(TASK SET)
a) From the blog post on divorce, list the kinds of partner that people once had no way to leave.
b) Carry on the blog post on divorce past its final sentence.

(DOCUMENT SECTION)
▼
Sunday, September 25, 2011

Give Divorce A Chance

Yesterday I read in some kind of news printed on paper, that family groups were up in arms over some course on offer to help couples divorce quickly and cheaply. Within 2 hours supposedly you would leave with the papers drawn up for the family court.

Why do 'Family' groups get up in arms about something designed to make the unpleasant business of divorce more painless. It smacks of the same mentality of Abstinence only groups blocking vaccines for potentially lethal STI's because the lethality of STI's is scene to discourage premarital sex.

I am not opposed to getting married, but I wouldn't marry just anyone, and thus I hope to marry somebody I am not likely to divorce. I do not wish to get divorced, but having made all this clear, I think divorce is a good thing.

Divorce needs to progress in being destigmatised, it needs to get cheaper and easier and less ugly. Obviously divorce will always carry with it emotional costs, even in the case where a family consists of two people, it is still the case that:

While it takes two people to sustain a relationship, it takes only one to end it.

One party may be the unwilling recipient of divorce, none of us ever know. Children probably almost always are, because only the parents really get a say in whether the parents stay together.

But in the dawn of this new era, almost every alternate model to an 'atomic family' needs to be destigmatised, including same sex couples, same sex parents, polyamorous and open relationships and even the basic notion that some people are best suited to having a life of short term relationships with a number of partners, and never marrying and never having children.

Divorce is a good place to start.

We are in a painful transition, from an era where it wasn't very important to pick a good life partner because people didn't get divorced. Yes counter-intuitively, I believe the ability to divorce, (and easily) has actually made the decision of who to marry harder. Before if you wound up with an alcoholic or abusive or negative partner, your marriage was cemented in, you couldn't leave and you just sucked it up. But now, the threat of divorce demands more of ourselves and more in our partners and we just don't know what to look for.
▲
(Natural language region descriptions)
▼
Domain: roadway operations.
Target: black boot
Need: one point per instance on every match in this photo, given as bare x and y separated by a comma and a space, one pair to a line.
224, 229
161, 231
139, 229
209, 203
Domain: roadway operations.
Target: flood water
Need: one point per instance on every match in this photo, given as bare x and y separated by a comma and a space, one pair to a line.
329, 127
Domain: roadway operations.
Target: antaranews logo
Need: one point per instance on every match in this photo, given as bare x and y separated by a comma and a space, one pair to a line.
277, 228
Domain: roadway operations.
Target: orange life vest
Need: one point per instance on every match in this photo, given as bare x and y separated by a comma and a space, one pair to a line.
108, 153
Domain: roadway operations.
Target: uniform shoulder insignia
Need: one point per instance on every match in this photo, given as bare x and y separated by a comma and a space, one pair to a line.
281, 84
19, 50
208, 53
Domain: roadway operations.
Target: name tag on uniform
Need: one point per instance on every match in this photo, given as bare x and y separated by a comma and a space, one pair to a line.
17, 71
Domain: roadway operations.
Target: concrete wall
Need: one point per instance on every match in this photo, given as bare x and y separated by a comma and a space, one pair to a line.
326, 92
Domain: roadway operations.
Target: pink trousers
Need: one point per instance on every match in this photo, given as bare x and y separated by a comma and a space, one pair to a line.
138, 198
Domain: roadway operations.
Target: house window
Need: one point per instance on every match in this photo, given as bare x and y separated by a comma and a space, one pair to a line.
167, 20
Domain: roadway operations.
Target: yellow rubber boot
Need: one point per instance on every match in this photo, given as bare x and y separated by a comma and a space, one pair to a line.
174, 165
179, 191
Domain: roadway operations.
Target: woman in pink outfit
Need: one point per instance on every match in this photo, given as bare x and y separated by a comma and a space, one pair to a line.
▲
(WRITTEN RESPONSES)
a) alcoholic, abusive, negative

b)
The media and often our peers are not good at teaching us to identify what qualities are important to look for. Our parents, mostly from the first generation to really have divorce as an option, and our grandparents whom really lived out their marriages without the option of divorce, provide poor guidance as well.

So its natural that so many divorces are so fucked up at the moment, so messy, so sudden, so unpredictable. But I'm confident that society will get better at divorcing and it will be widely regarded as possibly the greatest thing to happen to the institution of marriage and the emotional well being of individuals, since the dropping of arranged marriage.

Arranged marriages had their benefits, they took the stress and responsibility of the most important decision many are likely to make out of their hands. But on the downside they took the stress and responsibility out of the individuals hands who had to live with the consequences. To borrow the Japanese expression 'Love Marriages' don't guaruntee happiness and true love to people who choose their own partners, but it gives them the potential to do so, and do so for themselves.

Divorce similarly completes the migrtion form arranged marriages to marriages of choice, because it acknowledges that we are able to make mistakes, that our amygdala, the low conscious section of the brain that generates 'love at first sight' and the cocktails of drugs that our brain is addled with in the early days of a relationship are not so reliable at choosing lasting fountains of happiness.

Furthermore, it provides recourse to those who marry out of convenience and urgency, considering biological clocks, or figuring they have no real reason not to.

It's just there's so much we don't know about how to manage the fallout of divorce. But we'll get there and hopefully this shit will start being taught in schools, along with how to identify good partners.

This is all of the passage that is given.